Why the larva decide to become infectious is not well understood. Since more infective forms are produced when the environment conditions are unfavorable, it's tempting to imagine that the young larvae somehow know that they need to spend time safe and sound inside a warm mammal. It's more likely though that both forms are produced in the egg stage but environmental conditions favor the survival of one over the other.
Infective third stage larve can enter the goat by being swallowed on feed and then continues in nearly the same development path inside the goat as H. contortus. However, unlike H. contortus third stage larvae, S. papillosus has no protective outer sheath so cannot resist drying in the environment.
More typically, infective S. papillosus third-stage larva burrow through the skin of the goat, usually in the area of moist skin between the hooves. This can cause itching and the inflammation can lead to invasion of foot rot bacteria. The larvae enter the blood stream where they are carried to the lungs. They work their way out of the lung tissue into the alveoli, migrate up the bronchi to the trachea where they are coughed up and swallowed to continue on to the adult stage in the intestine.
Eggs laid by parasitic adult S. papillosus leave with the feces and then can hatch into either the free-living or more infective forms. What makes this parasite even more unusual is that the infective parasitic worms that live in the goat's intestines are all females. Parasitic males are unknown. The females are self-fertilizing hermaphrodites, producing fertile eggs without the help of males. These parasitic females are much longer than the free-living forms and in heavy infections can be seen with the naked eye in fresh feces.

= Aim of the exercise =
Copy everything from "Why the larva" down to "over the other." in the parasite passage, renaming "warm mammal" to "warm host".

= Recorded information =
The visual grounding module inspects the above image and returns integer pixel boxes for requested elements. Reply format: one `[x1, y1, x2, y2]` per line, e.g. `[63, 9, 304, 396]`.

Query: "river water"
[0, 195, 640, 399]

= Result for this task =
Why the larva decide to become infectious is not well understood. Since more infective forms are produced when the environment conditions are unfavorable, it's tempting to imagine that the young larvae somehow know that they need to spend time safe and sound inside a warm host. It's more likely though that both forms are produced in the egg stage but environmental conditions favor the survival of one over the other.